= What needs to be done =
Copy the data below word for word, omitting the pictures.

= Records shown =

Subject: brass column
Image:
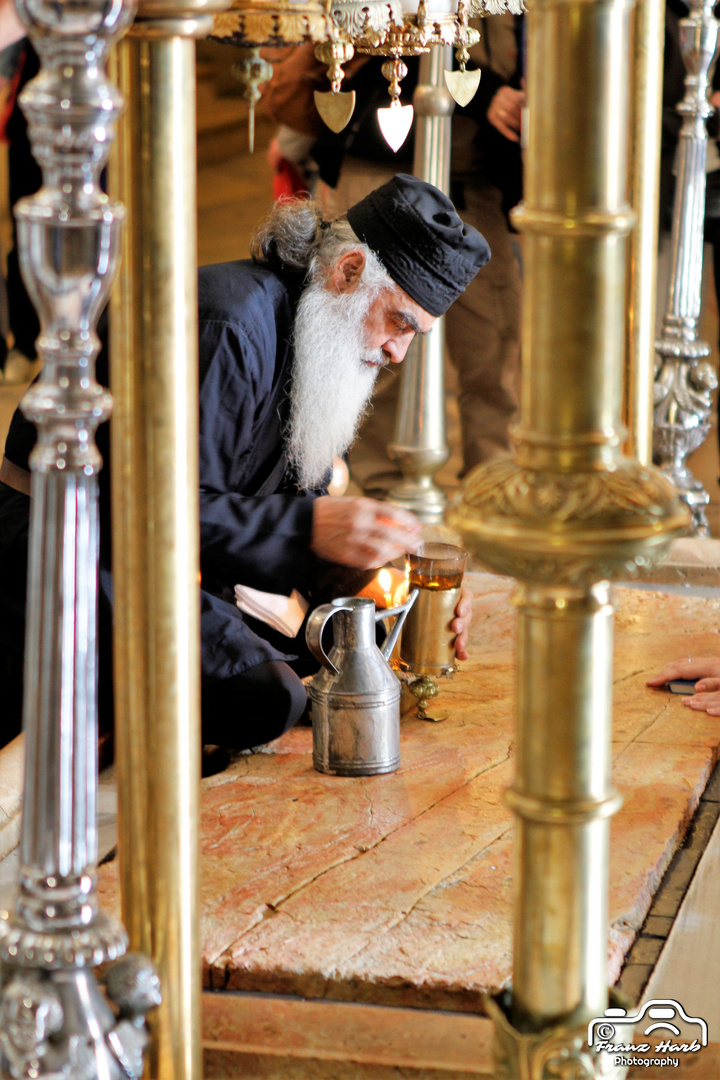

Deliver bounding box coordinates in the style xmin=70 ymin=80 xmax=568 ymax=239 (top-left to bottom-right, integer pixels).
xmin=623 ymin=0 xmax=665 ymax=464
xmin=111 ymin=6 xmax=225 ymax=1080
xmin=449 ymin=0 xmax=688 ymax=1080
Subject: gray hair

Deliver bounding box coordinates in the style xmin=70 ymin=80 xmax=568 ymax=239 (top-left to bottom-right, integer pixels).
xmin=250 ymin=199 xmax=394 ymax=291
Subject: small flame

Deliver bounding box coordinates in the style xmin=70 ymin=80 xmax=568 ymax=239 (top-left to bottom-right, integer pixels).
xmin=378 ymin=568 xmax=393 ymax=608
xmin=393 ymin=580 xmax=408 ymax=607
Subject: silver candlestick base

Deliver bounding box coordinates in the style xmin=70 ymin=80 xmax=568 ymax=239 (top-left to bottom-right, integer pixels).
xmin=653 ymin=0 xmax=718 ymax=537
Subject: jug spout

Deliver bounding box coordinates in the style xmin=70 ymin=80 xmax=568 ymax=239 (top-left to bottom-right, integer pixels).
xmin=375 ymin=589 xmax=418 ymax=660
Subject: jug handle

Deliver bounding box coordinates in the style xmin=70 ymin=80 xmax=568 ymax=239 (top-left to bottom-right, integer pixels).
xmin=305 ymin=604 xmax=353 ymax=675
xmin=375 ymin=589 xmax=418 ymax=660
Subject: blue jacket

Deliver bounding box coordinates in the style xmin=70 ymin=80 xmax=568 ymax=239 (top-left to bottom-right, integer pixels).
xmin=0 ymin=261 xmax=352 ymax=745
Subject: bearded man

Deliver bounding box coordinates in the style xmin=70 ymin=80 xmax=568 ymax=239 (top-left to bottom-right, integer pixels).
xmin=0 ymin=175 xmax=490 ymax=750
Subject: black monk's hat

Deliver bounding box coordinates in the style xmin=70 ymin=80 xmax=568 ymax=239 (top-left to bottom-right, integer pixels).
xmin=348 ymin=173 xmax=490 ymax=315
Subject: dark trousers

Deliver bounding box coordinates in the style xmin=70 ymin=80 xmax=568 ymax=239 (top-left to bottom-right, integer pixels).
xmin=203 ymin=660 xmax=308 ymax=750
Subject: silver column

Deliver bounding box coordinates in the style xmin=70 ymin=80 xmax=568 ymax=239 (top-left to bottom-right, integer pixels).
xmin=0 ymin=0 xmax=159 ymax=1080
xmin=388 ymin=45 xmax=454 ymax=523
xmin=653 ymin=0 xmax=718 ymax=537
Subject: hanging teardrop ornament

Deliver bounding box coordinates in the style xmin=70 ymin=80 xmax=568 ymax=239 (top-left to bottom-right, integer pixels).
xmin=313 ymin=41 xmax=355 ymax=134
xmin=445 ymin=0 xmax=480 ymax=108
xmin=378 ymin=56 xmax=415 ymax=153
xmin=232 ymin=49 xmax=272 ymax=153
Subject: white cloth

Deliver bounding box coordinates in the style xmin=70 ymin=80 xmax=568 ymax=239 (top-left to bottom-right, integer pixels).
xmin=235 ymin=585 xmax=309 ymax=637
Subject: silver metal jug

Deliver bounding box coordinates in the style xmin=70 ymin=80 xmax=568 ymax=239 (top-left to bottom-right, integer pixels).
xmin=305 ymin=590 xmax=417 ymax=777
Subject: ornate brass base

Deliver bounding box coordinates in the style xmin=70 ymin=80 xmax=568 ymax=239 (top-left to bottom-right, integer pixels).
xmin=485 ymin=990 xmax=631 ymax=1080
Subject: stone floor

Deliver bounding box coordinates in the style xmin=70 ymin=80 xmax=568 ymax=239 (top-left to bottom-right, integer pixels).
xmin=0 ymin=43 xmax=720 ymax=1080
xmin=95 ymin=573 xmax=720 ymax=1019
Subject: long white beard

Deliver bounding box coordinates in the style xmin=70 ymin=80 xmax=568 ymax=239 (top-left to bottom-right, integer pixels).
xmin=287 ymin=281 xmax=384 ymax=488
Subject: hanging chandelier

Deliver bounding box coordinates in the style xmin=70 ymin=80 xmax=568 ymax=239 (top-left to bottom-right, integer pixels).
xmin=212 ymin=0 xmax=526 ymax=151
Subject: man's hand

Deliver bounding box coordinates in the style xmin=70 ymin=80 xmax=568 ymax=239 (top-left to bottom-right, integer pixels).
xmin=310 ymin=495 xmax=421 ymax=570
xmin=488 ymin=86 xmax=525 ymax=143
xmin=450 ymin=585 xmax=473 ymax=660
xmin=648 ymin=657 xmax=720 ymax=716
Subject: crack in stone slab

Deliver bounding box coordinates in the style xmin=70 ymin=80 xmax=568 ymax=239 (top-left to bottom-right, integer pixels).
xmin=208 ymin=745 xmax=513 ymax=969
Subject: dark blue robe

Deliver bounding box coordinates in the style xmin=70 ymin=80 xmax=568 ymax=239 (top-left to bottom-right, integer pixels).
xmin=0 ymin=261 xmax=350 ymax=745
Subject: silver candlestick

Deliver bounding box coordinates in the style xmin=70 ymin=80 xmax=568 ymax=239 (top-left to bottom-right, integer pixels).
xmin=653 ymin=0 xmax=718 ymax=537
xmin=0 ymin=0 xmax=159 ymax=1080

= Written answer =
Subject: brass column
Image:

Deliver bounding box coordinates in the style xmin=70 ymin=80 xmax=568 ymax=239 (top-left to bottom-right, integer pixels).
xmin=623 ymin=0 xmax=665 ymax=464
xmin=111 ymin=6 xmax=225 ymax=1080
xmin=449 ymin=0 xmax=688 ymax=1080
Subject: gray hair

Deliver bounding box coordinates in the style xmin=70 ymin=80 xmax=568 ymax=239 (top-left to bottom-right, integer pixels).
xmin=250 ymin=199 xmax=394 ymax=291
Subject: small flame

Deliver bounding box coordinates in the style xmin=70 ymin=80 xmax=568 ymax=239 (top-left to bottom-right, integer pixels).
xmin=378 ymin=568 xmax=393 ymax=608
xmin=393 ymin=580 xmax=408 ymax=607
Subject: silver candlestick base

Deliver bounding box coordinates in the style xmin=70 ymin=80 xmax=568 ymax=239 (top-left to bottom-right, integer pixels).
xmin=653 ymin=0 xmax=718 ymax=537
Subject: jug spout

Deliver bounding box coordinates in the style xmin=70 ymin=80 xmax=568 ymax=239 (top-left to bottom-right, integer pixels).
xmin=375 ymin=589 xmax=418 ymax=660
Subject: jug handle

Deliver bounding box coordinates in the style xmin=70 ymin=80 xmax=568 ymax=239 (top-left to bottom-right, integer pixels).
xmin=305 ymin=604 xmax=353 ymax=675
xmin=375 ymin=589 xmax=418 ymax=660
Subject: blue jacket

Deliver bounding box coordinates in the style xmin=70 ymin=80 xmax=568 ymax=239 (top-left to bottom-right, integer pixels).
xmin=0 ymin=261 xmax=352 ymax=745
Subject: bearded man

Deliver bounding box coordinates in the style xmin=70 ymin=80 xmax=568 ymax=239 (top-left to bottom-right, integer pixels).
xmin=0 ymin=175 xmax=490 ymax=750
Subject: black monk's hat

Deliver bounding box coordinates in the style xmin=70 ymin=80 xmax=568 ymax=239 (top-left to bottom-right, integer pixels).
xmin=348 ymin=173 xmax=490 ymax=315
Subject: dark trousers

Deliver bounding box coordinates in the style xmin=70 ymin=80 xmax=568 ymax=239 (top-left to bottom-right, integer pixels).
xmin=203 ymin=660 xmax=308 ymax=750
Subject: silver column

Deliver bounding box coordinates in the style xmin=70 ymin=80 xmax=568 ymax=239 (top-left to bottom-right, integer pixels).
xmin=0 ymin=0 xmax=159 ymax=1080
xmin=388 ymin=45 xmax=454 ymax=523
xmin=653 ymin=0 xmax=718 ymax=537
Subject: hanging teardrop ornament

Deliver bounding box coordinates in the style xmin=70 ymin=80 xmax=568 ymax=239 (top-left to bottom-right, integer pixels).
xmin=313 ymin=41 xmax=355 ymax=134
xmin=445 ymin=0 xmax=480 ymax=108
xmin=378 ymin=56 xmax=415 ymax=153
xmin=232 ymin=49 xmax=272 ymax=153
Subject: white cloth

Deliver bounding box coordinates in the style xmin=70 ymin=80 xmax=568 ymax=239 (top-left to bottom-right, integer pixels).
xmin=235 ymin=585 xmax=309 ymax=637
Subject: silver metal jug

Deliver bounding box coordinates in the style xmin=70 ymin=80 xmax=568 ymax=239 (top-left to bottom-right, integer pixels).
xmin=305 ymin=590 xmax=417 ymax=777
Subject: ornate brass base

Deliver bounding box coordinates in the style xmin=70 ymin=80 xmax=568 ymax=239 (top-left to bottom-right, integer pixels).
xmin=485 ymin=990 xmax=631 ymax=1080
Subject: stone floor

Deliver bounding box coordinates in the style xmin=70 ymin=80 xmax=568 ymax=239 (top-left to bottom-right, integer pixels).
xmin=0 ymin=43 xmax=720 ymax=1080
xmin=95 ymin=573 xmax=720 ymax=1019
Subject: long white beard

Deliver bounding box coordinates in the style xmin=70 ymin=80 xmax=568 ymax=239 (top-left to bottom-right, integer pixels).
xmin=287 ymin=281 xmax=384 ymax=488
Subject: hanging chandelier

Deliver bounding box coordinates in the style xmin=70 ymin=80 xmax=568 ymax=239 (top-left to bottom-right, integer pixels).
xmin=212 ymin=0 xmax=526 ymax=151
Subject: man's hand

Deliver bounding box coordinates in the style xmin=70 ymin=80 xmax=568 ymax=239 (top-left to bottom-right, integer pixels).
xmin=310 ymin=495 xmax=421 ymax=570
xmin=488 ymin=86 xmax=525 ymax=143
xmin=450 ymin=585 xmax=473 ymax=660
xmin=648 ymin=657 xmax=720 ymax=716
Subject: crack in stone slab

Deliver bounding box coordinates in the style xmin=70 ymin=80 xmax=568 ymax=239 (top-left to bottom-right, integer pixels).
xmin=208 ymin=745 xmax=513 ymax=969
Subject: dark blue robe

Deliver bounding box coordinates in the style xmin=70 ymin=80 xmax=568 ymax=239 (top-left to bottom-right, integer pixels).
xmin=0 ymin=261 xmax=350 ymax=745
Subject: silver candlestick

Deliver bounding box coordinates in the style xmin=70 ymin=80 xmax=568 ymax=239 (top-left to bottom-right, integer pixels).
xmin=653 ymin=0 xmax=718 ymax=537
xmin=0 ymin=0 xmax=159 ymax=1080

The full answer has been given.